-- Opening Marker --

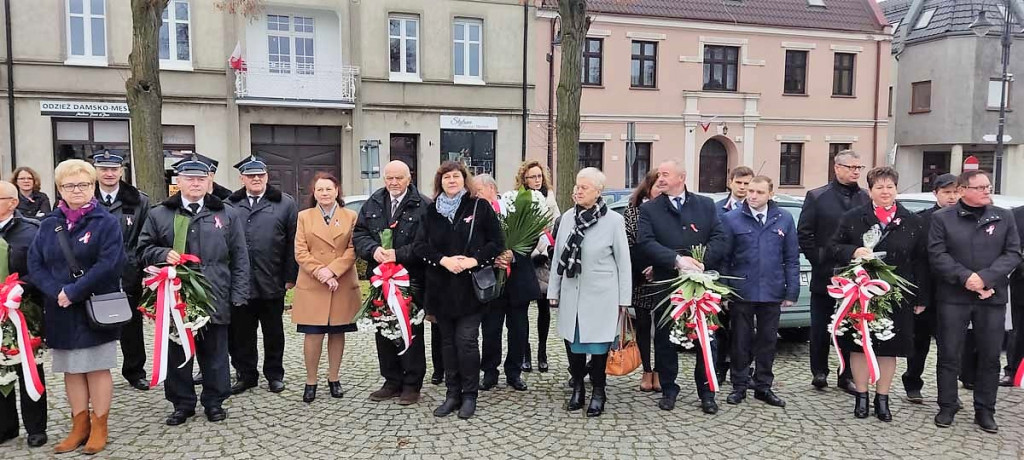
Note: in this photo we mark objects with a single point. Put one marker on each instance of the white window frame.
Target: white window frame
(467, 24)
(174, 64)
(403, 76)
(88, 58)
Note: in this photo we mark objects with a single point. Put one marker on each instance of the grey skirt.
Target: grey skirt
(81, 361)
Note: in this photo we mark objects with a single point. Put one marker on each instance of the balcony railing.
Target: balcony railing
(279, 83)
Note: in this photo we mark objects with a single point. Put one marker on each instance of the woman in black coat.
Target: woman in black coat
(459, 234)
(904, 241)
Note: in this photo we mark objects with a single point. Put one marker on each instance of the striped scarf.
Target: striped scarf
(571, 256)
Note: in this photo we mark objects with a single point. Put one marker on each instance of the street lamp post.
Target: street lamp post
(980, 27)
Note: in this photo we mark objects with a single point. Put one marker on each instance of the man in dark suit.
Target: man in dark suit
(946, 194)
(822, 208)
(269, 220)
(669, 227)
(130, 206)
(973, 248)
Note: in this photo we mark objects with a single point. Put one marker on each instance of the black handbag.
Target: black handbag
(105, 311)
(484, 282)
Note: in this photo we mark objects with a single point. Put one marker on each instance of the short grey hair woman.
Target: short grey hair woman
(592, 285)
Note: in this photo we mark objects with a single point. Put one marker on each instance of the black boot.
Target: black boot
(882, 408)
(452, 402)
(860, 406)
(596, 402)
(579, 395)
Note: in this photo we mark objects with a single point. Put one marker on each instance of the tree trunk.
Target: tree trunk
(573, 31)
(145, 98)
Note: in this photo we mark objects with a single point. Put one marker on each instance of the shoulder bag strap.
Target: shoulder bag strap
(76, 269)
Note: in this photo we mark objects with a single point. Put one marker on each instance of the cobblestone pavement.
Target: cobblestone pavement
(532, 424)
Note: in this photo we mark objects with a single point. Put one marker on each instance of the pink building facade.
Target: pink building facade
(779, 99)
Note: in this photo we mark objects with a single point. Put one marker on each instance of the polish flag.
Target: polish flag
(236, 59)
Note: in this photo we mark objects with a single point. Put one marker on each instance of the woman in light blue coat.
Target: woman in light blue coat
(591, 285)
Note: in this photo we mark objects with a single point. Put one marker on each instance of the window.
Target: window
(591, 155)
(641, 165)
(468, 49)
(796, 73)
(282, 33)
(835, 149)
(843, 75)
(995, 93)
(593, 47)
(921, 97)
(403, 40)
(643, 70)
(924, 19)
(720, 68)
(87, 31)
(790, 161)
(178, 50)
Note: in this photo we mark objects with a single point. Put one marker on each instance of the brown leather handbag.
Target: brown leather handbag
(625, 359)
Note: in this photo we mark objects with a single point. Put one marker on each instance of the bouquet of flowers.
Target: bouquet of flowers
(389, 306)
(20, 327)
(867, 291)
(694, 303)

-- Closing Marker --
-- Opening Marker --

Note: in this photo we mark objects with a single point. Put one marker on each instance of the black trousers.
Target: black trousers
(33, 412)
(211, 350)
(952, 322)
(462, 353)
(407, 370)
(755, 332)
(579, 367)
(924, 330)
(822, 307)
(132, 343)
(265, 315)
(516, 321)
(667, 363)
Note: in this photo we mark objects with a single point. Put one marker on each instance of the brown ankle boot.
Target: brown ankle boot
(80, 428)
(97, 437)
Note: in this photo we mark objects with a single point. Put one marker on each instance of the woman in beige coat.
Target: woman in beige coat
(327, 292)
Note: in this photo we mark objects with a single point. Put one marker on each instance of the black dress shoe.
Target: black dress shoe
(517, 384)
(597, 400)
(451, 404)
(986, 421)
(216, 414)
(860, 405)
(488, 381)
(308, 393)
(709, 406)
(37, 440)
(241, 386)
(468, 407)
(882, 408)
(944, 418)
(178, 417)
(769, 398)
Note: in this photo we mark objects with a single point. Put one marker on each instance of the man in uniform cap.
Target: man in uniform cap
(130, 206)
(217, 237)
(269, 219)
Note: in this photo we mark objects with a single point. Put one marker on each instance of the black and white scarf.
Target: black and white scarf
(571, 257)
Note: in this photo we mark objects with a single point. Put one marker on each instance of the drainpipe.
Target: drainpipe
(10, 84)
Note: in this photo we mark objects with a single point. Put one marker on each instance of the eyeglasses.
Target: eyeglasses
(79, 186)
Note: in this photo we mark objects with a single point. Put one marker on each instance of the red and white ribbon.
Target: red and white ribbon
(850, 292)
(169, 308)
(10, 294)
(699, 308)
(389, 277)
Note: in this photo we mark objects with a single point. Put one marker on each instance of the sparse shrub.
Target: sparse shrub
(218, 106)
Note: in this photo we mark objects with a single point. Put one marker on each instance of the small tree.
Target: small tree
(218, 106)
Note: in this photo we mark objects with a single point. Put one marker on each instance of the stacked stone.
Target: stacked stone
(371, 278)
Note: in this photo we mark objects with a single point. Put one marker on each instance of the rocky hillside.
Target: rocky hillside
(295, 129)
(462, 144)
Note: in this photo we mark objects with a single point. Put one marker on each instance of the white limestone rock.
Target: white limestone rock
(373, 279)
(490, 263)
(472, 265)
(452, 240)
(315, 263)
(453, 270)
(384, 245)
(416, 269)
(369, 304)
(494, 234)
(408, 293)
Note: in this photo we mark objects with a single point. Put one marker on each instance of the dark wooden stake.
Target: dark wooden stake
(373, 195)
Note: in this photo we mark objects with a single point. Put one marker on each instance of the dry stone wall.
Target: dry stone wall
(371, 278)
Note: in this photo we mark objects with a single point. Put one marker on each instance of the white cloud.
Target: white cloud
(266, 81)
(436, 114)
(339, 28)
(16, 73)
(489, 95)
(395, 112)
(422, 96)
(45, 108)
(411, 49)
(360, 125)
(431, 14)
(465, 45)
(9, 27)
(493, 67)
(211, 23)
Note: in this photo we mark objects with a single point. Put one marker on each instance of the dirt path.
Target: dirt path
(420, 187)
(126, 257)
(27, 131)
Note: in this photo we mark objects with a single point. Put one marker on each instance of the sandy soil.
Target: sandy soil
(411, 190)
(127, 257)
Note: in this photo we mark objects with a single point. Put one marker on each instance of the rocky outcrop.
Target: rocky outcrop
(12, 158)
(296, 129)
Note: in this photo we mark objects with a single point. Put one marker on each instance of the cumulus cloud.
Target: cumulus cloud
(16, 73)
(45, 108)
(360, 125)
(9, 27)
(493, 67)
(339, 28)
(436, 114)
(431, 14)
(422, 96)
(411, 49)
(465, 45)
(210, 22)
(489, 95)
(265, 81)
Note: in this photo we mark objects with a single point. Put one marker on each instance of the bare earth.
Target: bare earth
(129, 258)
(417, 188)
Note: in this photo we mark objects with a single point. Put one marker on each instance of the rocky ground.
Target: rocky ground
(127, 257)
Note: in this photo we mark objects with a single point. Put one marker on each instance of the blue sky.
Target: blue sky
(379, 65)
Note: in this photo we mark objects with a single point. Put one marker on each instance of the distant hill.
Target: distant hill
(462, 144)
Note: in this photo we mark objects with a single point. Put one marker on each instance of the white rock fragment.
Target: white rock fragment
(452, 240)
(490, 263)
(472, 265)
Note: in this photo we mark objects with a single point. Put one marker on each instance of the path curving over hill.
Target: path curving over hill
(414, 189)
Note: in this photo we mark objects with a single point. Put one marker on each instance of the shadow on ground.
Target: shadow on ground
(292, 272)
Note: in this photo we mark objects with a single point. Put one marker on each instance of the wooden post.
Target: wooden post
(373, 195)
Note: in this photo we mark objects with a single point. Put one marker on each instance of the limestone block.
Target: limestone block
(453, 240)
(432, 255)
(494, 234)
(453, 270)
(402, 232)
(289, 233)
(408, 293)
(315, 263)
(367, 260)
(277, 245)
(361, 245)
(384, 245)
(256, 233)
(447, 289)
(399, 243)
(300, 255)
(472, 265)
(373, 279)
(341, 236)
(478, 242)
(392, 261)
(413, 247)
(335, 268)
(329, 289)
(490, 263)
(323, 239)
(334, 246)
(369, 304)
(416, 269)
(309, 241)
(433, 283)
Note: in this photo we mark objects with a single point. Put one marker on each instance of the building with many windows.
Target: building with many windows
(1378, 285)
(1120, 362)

-- Closing Marker --
-- Opening Marker --

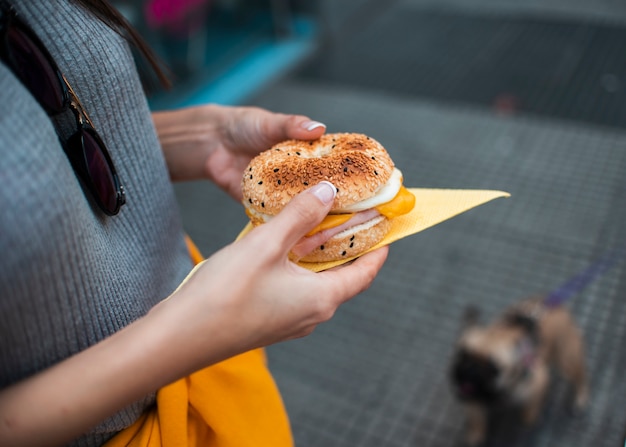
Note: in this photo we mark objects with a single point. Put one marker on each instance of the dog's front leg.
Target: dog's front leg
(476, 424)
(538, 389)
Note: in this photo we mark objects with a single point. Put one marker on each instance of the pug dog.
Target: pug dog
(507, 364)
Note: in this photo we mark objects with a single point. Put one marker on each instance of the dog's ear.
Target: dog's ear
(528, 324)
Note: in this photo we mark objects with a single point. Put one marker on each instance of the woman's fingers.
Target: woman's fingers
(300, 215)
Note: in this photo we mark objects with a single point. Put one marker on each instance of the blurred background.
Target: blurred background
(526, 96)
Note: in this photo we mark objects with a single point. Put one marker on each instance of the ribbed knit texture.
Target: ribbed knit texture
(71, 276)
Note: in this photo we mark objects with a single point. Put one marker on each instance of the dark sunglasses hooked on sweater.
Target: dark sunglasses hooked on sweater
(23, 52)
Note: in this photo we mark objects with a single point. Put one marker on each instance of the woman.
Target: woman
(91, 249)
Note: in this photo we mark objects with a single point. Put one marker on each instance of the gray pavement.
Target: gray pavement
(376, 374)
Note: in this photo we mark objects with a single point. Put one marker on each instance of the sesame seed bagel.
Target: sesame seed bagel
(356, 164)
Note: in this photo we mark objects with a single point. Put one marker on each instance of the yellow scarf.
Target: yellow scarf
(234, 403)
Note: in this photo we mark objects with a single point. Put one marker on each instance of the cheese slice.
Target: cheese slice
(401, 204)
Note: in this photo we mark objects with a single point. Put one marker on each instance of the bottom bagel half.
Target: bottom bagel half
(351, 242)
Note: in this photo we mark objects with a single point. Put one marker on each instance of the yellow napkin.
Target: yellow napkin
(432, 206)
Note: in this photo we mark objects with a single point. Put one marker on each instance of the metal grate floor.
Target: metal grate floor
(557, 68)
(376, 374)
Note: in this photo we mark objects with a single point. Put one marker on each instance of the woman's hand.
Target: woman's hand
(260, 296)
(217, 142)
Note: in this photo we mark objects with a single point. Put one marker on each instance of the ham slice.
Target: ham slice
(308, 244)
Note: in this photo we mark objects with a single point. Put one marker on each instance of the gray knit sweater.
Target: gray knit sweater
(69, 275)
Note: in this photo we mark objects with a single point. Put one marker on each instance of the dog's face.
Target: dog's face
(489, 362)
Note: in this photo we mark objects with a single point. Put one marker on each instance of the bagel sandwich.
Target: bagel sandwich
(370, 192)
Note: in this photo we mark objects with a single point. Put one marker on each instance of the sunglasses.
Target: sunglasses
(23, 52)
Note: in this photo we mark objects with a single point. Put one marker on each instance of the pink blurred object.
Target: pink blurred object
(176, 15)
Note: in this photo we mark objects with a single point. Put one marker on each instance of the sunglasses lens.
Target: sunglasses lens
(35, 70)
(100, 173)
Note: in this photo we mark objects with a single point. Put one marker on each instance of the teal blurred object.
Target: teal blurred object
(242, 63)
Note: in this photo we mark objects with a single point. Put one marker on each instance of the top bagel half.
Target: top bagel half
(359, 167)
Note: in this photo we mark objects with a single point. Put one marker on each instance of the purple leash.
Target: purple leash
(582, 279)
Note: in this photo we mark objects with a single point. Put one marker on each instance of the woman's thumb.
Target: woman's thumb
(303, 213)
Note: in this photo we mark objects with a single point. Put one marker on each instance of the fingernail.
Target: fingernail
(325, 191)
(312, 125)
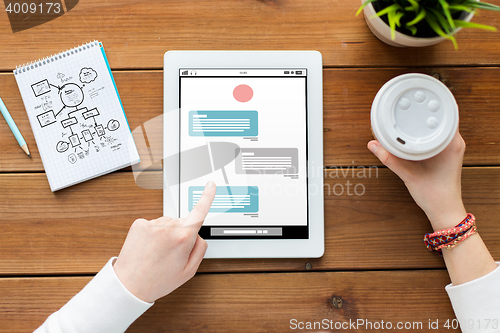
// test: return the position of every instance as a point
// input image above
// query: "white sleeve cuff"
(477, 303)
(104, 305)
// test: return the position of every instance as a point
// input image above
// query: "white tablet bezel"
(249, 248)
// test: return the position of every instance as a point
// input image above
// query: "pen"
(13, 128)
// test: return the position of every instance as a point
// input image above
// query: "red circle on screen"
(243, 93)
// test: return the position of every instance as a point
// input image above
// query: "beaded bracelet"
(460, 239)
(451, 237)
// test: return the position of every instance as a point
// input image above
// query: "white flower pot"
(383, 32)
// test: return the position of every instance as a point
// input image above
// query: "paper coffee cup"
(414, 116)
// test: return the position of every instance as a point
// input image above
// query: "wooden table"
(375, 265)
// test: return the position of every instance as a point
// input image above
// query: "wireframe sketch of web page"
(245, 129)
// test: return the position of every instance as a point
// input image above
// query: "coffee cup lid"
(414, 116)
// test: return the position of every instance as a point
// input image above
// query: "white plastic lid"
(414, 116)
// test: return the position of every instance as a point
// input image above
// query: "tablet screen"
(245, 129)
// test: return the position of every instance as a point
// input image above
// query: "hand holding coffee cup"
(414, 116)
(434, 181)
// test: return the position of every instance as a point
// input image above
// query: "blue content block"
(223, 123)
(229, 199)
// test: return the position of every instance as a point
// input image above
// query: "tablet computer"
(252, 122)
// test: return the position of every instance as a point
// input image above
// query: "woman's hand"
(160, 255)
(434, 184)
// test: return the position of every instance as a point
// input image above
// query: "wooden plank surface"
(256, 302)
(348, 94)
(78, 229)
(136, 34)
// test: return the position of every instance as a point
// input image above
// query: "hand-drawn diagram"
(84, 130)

-- Closing Marker --

> **Problem description**: Take the lines above from the one containing "Target: blurred background" down to the one containing "sesame seed bagel.", and transcribe them exactly, both ends included.

> **Result for this task**:
Target: blurred background
(526, 96)
Note: in this photo we mark objects with a single point. Put one marker on each instance of the ribbed knit texture.
Target: ribbed knit texture
(71, 276)
Note: in this photo we mark objects with a single point. Put one marker on each instance of the dark sunglasses hooked on sweater.
Target: dark sunglasses hooked on sweater
(23, 52)
Note: in this photo we mark objects with a single point. Put one marker on each instance of the woman.
Target: woman
(91, 249)
Note: in this photo we mark objects with a single point. Put one marker on each instance of the gray pavement.
Target: gray pavement
(376, 374)
Note: in this photo we mark objects with a single point. Put one marker on each instance of the sesame seed bagel.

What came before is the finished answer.